[RECORDS FOR THE EXERCISE]

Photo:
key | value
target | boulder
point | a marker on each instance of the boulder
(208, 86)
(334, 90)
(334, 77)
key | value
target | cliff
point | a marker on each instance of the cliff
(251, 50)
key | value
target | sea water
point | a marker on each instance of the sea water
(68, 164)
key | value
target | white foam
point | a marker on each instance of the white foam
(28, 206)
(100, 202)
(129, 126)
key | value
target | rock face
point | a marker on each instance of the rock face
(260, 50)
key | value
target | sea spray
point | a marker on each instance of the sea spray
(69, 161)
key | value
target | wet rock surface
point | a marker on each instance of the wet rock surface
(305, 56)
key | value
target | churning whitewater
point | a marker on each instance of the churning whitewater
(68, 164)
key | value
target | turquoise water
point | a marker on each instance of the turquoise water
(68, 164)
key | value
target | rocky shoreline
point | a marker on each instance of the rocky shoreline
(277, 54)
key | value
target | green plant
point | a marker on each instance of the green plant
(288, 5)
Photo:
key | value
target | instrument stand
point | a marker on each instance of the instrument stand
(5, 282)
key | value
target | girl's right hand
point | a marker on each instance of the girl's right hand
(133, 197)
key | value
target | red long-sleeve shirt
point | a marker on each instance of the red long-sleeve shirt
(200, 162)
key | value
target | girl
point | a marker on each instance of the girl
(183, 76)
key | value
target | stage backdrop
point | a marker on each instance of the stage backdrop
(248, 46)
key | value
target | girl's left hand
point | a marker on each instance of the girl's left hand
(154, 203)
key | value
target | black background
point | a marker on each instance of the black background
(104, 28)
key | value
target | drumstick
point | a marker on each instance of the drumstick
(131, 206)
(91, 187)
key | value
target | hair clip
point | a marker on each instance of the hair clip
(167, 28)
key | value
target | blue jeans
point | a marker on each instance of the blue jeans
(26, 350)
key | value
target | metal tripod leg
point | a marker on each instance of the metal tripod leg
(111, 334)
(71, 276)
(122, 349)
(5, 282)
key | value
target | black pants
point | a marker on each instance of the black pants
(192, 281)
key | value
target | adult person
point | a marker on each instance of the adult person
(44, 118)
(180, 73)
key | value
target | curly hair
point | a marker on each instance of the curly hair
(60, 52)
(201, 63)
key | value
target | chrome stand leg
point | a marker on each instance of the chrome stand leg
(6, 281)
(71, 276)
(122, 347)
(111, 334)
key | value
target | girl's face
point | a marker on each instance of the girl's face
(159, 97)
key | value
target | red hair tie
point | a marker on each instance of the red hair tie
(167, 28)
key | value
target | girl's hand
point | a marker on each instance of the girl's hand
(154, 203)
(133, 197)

[/RECORDS FOR THE EXERCISE]

• EXERCISE REQUIREMENTS: Will you return exactly the lines above from the one with "target | sea spray" down to the one with "target | rocky shoreline", counting both as part of the range?

• TASK OUTPUT:
target | sea spray
point | a marker on each instance of the sea spray
(69, 161)
key | value
target | wet rock surface
point | a marker on each instance of the wet rock surface
(305, 56)
key | value
target | churning whitewater
point | a marker on each instance of the churning whitewater
(68, 164)
key | value
target | turquoise water
point | a marker on each instance of the turquoise water
(68, 164)
key | value
target | rocky shoreline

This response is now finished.